-- AIM OF THE EXERCISE --
Extract verbatim the part of the rows that opens with the line containing "the tree, each" and continues through the last row, with both ends included.

• • • • •

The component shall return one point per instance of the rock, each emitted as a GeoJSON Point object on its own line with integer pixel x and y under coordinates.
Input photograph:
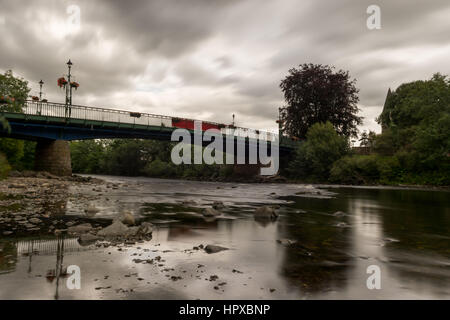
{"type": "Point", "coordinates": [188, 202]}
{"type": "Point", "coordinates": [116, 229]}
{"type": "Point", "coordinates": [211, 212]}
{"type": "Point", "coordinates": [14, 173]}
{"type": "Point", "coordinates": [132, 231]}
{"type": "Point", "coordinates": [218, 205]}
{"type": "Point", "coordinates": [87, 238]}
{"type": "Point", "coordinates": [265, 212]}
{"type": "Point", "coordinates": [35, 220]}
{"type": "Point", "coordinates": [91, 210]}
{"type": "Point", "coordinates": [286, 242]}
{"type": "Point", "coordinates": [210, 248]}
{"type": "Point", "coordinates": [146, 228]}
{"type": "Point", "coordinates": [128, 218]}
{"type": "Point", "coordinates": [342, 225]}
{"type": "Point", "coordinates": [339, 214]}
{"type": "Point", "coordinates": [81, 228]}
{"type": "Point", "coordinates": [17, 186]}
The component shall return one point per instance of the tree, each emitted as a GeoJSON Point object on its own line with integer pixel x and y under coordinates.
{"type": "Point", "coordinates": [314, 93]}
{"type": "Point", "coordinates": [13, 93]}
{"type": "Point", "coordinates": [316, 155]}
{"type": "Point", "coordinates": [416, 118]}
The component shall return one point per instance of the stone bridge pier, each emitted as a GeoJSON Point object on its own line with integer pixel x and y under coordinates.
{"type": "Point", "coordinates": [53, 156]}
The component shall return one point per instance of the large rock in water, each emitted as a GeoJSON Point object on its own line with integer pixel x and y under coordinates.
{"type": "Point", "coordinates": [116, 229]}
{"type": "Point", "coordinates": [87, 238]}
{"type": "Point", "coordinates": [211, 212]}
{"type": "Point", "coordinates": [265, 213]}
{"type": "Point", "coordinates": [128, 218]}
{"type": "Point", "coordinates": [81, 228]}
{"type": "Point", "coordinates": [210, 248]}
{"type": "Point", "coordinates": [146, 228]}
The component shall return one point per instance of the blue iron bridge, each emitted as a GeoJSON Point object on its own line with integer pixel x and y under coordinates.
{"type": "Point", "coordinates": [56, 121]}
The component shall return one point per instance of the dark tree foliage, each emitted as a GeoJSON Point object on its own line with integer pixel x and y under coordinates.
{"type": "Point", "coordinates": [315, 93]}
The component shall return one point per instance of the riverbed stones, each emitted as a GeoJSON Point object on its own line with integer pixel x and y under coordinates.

• • • • •

-- FINISHED TASK --
The component shall return one point per instance of the tree, each emitted as a GeoJSON Point object on its own line with integer pixel x and y under coordinates.
{"type": "Point", "coordinates": [314, 93]}
{"type": "Point", "coordinates": [13, 93]}
{"type": "Point", "coordinates": [316, 155]}
{"type": "Point", "coordinates": [416, 118]}
The component shall return one point per instance of the stone bridge pier, each emitted as a GeoJSON Point object on its own line with integer pixel x and y under coordinates.
{"type": "Point", "coordinates": [53, 156]}
The component shall return one point per instance of the large rock in water, each emitted as a GeoJSON Point object on its own line with integer pixel x and y under coordinates.
{"type": "Point", "coordinates": [116, 229]}
{"type": "Point", "coordinates": [87, 238]}
{"type": "Point", "coordinates": [211, 212]}
{"type": "Point", "coordinates": [265, 213]}
{"type": "Point", "coordinates": [128, 218]}
{"type": "Point", "coordinates": [81, 228]}
{"type": "Point", "coordinates": [210, 248]}
{"type": "Point", "coordinates": [146, 228]}
The component shall return one point per instance of the blue iron bridge, each emitted as a GeoJSON Point object on its own line with integer pixel x and y under coordinates.
{"type": "Point", "coordinates": [56, 121]}
The component shall return one point per instance of the dark tree foliage, each emitted as a GeoJSON Point object on its own line with integer pixel x and y under coordinates.
{"type": "Point", "coordinates": [315, 93]}
The component shall return one point per instance of the riverbed stones, each emitted as a GeoJSON Point object on its own line with integer pixel x and y under coordinates.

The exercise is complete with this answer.